• **Written request**: Transcribe the lines of the data below without changing anything. Begin with the line containing "x=218, y=104, one point per instance." and continue through the line containing "x=256, y=288", including both of those lines.

• **Extracted entries**:
====
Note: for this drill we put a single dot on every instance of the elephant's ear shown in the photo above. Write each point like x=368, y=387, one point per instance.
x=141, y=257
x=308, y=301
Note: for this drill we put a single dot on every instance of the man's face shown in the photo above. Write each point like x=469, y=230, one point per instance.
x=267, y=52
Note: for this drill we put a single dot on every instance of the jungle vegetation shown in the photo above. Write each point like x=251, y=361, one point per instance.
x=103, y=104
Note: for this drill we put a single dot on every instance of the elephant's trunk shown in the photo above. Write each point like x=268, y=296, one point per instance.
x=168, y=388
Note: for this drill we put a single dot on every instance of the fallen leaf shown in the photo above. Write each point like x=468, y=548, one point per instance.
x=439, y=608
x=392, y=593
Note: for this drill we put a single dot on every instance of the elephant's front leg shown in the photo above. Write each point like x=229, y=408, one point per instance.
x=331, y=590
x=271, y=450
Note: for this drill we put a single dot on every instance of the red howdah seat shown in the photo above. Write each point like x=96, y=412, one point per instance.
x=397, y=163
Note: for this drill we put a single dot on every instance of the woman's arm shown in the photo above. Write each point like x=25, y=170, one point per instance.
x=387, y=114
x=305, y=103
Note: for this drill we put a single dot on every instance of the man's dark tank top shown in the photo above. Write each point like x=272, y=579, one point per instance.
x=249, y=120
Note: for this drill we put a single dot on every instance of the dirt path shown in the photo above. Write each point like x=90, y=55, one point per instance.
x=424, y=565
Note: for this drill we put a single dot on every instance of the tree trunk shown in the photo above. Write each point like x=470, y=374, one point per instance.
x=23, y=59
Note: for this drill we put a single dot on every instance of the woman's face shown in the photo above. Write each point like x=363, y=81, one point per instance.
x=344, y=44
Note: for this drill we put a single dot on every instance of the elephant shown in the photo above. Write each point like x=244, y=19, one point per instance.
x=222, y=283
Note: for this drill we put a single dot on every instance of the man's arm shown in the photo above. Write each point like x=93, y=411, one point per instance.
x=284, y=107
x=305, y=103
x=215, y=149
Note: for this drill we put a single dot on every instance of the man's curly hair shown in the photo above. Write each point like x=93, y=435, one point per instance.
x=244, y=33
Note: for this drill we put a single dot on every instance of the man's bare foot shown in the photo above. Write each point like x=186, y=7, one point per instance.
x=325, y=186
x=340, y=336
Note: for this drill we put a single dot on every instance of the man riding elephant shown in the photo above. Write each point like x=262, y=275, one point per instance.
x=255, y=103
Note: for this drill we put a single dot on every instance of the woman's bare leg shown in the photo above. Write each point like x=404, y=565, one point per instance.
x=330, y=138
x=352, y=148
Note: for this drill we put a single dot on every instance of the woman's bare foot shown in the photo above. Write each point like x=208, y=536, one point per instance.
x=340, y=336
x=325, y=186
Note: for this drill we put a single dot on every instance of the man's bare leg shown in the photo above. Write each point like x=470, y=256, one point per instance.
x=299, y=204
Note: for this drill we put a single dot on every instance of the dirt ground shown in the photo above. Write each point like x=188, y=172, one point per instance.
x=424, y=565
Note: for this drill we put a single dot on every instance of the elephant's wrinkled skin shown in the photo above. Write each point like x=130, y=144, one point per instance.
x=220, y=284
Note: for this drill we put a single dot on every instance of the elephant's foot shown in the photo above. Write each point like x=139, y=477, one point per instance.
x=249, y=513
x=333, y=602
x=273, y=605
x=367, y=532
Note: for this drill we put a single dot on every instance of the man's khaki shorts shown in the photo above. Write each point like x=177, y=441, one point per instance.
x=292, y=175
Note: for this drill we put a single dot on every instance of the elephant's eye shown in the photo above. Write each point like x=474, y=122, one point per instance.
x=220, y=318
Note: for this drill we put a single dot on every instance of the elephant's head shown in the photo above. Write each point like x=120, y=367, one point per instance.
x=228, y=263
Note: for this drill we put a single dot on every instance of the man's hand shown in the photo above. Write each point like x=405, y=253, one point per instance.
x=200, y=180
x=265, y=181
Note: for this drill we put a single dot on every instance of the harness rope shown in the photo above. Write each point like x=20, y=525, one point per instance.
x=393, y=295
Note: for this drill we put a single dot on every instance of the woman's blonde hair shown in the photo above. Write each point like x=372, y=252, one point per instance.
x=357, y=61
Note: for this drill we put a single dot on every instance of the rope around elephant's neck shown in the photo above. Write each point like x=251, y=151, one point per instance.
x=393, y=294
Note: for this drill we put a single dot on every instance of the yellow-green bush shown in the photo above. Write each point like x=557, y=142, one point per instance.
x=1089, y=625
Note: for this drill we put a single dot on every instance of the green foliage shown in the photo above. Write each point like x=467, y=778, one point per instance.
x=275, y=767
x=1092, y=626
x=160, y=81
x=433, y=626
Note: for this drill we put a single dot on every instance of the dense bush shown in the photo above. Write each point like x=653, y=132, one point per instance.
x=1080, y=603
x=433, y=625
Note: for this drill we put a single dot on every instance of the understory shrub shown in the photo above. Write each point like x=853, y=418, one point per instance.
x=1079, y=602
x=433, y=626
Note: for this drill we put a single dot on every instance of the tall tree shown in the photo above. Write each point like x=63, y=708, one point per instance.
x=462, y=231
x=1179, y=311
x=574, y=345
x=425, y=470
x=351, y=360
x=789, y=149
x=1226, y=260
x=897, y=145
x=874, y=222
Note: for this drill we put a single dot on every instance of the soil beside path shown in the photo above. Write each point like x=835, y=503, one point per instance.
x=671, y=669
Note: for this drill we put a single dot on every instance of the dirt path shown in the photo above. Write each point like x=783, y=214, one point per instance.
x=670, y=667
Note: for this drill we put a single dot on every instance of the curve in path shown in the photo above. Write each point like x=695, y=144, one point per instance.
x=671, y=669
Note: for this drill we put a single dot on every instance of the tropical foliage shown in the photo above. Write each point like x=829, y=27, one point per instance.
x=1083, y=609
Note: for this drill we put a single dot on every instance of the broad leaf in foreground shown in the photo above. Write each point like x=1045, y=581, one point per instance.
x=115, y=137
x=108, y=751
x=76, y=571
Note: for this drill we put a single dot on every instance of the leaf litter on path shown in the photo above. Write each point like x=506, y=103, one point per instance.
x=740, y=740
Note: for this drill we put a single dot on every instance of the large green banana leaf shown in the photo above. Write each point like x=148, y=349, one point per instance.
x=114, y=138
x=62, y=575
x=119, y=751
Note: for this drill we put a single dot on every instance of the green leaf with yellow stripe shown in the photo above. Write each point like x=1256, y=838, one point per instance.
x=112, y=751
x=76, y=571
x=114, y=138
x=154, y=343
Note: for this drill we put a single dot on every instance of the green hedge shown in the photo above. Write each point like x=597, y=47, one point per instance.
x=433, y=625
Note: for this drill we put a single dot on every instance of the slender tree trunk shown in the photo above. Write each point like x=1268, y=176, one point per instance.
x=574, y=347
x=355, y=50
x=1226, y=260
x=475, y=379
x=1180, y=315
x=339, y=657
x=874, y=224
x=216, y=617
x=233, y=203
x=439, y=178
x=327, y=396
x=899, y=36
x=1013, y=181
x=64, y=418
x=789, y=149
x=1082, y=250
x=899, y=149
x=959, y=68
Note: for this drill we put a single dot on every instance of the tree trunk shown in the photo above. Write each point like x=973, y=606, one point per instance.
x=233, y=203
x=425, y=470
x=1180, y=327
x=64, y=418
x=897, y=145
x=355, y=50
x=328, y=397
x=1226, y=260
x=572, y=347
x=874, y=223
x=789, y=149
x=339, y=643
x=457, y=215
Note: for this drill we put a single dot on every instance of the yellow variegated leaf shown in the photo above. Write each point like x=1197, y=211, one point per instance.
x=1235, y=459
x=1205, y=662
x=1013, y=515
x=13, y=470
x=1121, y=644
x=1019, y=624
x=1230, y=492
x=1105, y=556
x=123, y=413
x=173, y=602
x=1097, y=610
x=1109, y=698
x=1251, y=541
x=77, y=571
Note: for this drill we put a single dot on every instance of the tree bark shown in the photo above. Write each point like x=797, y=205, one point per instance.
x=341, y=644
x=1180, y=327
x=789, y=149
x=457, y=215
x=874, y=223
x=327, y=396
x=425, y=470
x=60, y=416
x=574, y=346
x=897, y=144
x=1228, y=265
====
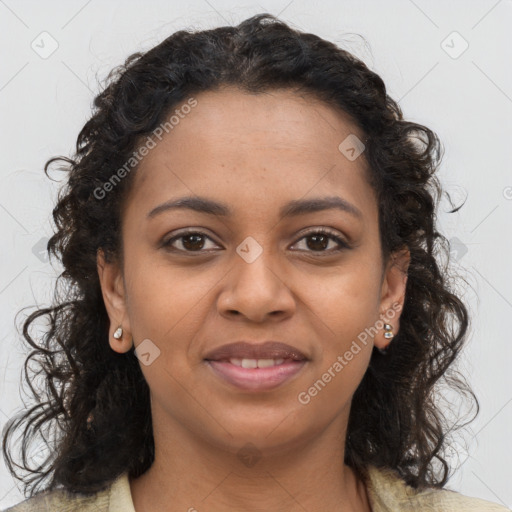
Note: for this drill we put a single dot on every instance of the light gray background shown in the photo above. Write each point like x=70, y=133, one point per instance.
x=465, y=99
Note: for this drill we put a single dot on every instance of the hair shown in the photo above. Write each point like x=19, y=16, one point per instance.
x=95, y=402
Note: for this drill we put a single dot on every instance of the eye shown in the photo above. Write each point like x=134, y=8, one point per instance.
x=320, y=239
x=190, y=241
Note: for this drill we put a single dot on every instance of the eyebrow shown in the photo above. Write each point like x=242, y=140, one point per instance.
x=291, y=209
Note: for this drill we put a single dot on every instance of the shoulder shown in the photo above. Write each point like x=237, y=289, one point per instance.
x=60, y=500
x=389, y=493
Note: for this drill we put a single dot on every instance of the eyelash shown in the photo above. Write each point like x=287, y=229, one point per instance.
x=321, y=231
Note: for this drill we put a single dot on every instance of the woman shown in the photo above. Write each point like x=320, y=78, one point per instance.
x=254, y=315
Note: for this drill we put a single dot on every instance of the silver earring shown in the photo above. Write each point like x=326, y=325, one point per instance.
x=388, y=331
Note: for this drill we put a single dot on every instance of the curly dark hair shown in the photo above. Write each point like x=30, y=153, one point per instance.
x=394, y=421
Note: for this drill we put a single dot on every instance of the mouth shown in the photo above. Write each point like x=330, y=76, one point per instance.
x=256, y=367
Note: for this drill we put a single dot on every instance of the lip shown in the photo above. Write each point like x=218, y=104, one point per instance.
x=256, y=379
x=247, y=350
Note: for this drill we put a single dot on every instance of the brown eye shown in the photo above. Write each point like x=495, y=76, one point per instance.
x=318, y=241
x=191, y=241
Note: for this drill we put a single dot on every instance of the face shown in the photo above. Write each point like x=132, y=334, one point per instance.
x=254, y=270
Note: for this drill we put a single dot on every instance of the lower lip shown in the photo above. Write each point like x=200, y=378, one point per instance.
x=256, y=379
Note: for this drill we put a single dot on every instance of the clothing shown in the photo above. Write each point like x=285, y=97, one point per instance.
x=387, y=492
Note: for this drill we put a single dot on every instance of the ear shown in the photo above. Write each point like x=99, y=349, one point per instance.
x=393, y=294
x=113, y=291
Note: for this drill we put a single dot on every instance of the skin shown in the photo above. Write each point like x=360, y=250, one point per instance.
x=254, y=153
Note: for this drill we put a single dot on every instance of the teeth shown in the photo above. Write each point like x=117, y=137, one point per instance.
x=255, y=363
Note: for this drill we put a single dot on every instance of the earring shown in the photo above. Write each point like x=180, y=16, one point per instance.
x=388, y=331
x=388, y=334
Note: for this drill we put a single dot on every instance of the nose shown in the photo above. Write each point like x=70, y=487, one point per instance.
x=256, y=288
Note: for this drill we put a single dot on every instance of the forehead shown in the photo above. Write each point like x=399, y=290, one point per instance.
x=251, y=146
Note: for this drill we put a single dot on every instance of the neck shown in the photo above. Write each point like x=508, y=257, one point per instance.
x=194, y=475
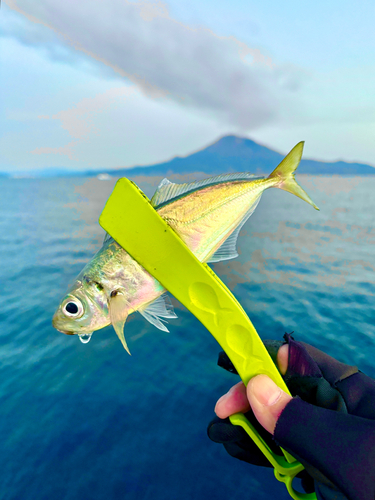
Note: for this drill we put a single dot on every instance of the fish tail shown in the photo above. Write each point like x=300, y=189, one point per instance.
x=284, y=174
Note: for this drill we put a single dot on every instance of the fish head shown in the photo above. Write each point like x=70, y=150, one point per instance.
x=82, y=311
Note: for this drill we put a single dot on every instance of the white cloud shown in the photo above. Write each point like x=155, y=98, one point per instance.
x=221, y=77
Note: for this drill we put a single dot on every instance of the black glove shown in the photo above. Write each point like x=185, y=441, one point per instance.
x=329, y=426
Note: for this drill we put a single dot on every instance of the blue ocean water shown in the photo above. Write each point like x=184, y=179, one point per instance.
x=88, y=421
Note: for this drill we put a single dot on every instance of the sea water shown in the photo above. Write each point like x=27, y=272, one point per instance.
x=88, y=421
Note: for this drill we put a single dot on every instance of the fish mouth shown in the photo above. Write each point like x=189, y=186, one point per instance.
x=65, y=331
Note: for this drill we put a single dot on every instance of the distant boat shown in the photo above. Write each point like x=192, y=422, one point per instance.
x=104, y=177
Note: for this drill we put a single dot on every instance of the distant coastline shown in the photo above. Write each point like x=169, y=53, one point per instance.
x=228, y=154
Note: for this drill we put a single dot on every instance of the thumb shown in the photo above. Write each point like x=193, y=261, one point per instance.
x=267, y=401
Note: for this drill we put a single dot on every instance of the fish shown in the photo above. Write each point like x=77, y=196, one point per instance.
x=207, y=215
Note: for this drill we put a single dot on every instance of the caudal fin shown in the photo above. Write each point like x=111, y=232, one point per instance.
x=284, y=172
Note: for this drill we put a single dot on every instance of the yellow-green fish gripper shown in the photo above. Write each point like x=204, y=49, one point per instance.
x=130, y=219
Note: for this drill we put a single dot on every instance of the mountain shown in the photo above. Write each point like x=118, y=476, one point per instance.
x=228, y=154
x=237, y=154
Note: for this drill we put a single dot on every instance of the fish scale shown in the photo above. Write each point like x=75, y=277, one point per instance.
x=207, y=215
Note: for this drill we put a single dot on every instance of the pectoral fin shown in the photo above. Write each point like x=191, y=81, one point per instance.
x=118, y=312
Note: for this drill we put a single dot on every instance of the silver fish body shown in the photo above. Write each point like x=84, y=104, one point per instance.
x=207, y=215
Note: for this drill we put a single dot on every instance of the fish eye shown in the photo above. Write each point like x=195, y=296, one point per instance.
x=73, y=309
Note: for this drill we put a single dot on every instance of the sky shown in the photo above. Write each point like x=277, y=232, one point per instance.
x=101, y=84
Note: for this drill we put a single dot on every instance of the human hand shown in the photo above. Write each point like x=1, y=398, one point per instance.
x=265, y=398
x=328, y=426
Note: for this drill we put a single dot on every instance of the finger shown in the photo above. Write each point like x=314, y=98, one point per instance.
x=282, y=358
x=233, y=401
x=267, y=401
====
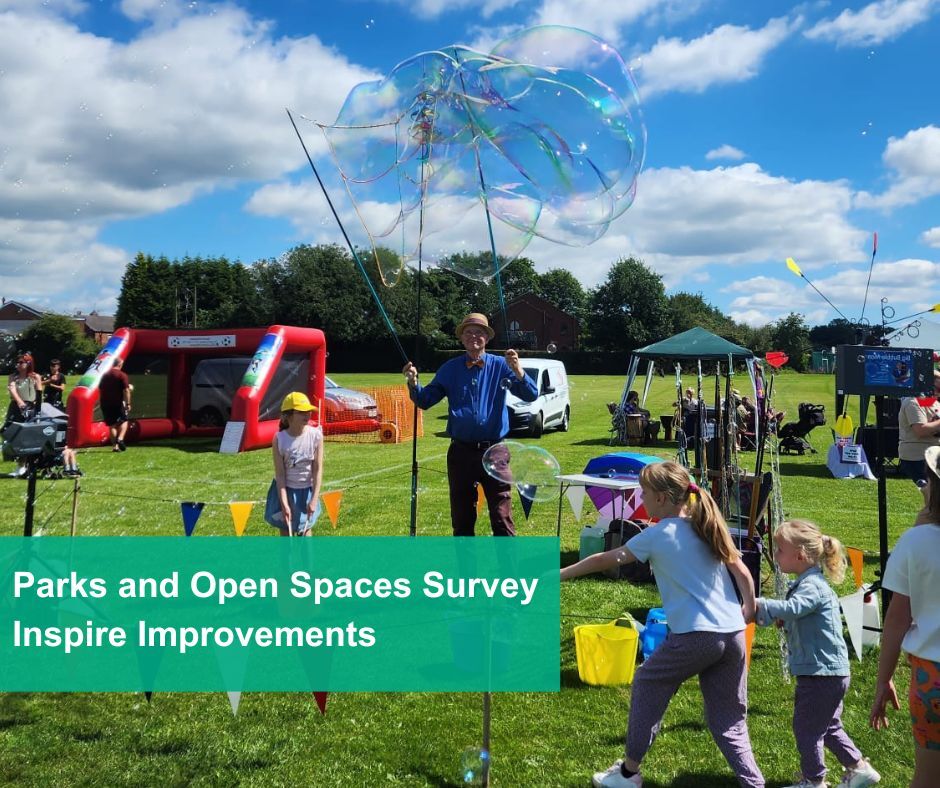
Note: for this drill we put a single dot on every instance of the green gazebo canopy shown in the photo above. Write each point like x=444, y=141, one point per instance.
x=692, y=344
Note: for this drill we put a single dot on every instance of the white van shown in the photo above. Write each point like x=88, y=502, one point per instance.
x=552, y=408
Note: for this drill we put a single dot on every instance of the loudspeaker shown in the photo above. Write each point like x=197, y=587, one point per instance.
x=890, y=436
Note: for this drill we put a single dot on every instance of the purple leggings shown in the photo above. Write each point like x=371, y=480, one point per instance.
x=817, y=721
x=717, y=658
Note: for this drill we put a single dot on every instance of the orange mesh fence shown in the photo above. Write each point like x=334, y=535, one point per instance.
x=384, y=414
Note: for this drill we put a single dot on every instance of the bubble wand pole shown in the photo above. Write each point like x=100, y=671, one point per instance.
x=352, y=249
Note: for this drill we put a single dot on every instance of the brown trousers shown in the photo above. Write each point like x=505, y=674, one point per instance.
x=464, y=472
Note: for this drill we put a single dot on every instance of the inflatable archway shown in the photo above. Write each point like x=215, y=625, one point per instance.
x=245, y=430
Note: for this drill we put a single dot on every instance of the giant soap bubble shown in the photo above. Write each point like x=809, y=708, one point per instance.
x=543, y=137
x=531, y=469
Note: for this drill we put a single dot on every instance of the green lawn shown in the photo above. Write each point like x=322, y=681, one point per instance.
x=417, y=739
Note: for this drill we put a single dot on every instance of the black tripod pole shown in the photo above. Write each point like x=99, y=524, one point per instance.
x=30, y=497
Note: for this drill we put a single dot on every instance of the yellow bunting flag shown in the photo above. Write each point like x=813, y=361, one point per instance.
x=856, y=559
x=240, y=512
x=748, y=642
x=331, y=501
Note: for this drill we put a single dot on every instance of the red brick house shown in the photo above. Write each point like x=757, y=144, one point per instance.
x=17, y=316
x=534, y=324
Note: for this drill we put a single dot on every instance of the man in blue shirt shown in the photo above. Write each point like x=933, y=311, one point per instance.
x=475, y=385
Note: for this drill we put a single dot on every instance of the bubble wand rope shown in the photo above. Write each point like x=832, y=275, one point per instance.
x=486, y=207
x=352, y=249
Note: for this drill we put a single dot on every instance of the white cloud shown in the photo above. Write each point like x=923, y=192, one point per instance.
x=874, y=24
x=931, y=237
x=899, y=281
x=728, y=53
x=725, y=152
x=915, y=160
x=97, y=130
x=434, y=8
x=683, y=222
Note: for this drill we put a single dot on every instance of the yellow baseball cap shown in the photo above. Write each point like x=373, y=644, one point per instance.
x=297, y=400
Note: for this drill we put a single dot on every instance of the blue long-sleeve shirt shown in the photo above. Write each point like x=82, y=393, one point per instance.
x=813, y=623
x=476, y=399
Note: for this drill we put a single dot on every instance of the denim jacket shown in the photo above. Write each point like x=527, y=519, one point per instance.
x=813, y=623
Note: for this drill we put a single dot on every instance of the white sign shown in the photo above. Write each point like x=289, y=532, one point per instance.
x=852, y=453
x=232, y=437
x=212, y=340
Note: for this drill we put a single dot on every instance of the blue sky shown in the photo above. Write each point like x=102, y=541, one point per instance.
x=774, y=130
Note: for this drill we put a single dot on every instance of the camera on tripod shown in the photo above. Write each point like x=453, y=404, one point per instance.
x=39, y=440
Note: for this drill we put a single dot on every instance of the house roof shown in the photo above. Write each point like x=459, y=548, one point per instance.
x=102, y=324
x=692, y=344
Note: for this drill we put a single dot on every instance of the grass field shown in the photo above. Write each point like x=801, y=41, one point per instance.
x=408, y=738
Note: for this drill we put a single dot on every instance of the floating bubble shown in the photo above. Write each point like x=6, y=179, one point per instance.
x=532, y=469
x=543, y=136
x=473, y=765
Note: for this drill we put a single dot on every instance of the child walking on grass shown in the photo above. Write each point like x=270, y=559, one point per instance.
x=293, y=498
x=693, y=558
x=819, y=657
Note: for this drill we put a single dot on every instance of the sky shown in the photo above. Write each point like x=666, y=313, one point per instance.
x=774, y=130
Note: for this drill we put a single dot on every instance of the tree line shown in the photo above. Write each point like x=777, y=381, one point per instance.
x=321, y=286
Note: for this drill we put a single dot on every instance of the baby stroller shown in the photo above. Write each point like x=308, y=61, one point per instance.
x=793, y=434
====
• **Finished exercise**:
Note: for this drill we put a single dot on every instance of the lip shown in the photo above. Write each point like x=218, y=104, one point per instance.
x=256, y=379
x=247, y=350
Note: for this drill we put a single dot on every instance of the brown eye shown in the photo above. Write each point like x=495, y=76, one point per instance.
x=318, y=241
x=191, y=241
Note: for this drill we put a single dot on every instance of the face shown in the photo above. Write each point like x=132, y=334, one point per instance.
x=254, y=270
Note: for this drill we put a single dot on every instance of the lower lip shown in the photo above. Write each point like x=200, y=378, one point per instance.
x=256, y=379
Note: for this drill we put a single dot on every instance of the clothing shown in the photo above. Write each point like x=285, y=97, one point per instance.
x=387, y=492
Note: for this drill we put a single dot on every instance of the ear shown in the photo above. Write each point like x=99, y=349, one point per instance.
x=393, y=294
x=113, y=291
Note: for this drill we put a single dot on every instance of the skin shown in the photo above. Write each point like x=360, y=250, one point per instance.
x=254, y=153
Note: for this drill we put a single dot on every instance of the teeth shown in the photo above. Write each point like x=117, y=137, one point per instance.
x=255, y=363
Note: for this drill we put a single dot on every instance of the earring shown in the photo above. Write each point like x=180, y=16, one point per instance.
x=388, y=331
x=388, y=334
Note: for this drill we put a single dot on every instance of the nose shown in the photo above. Write each point like x=70, y=487, one point per instance.
x=256, y=288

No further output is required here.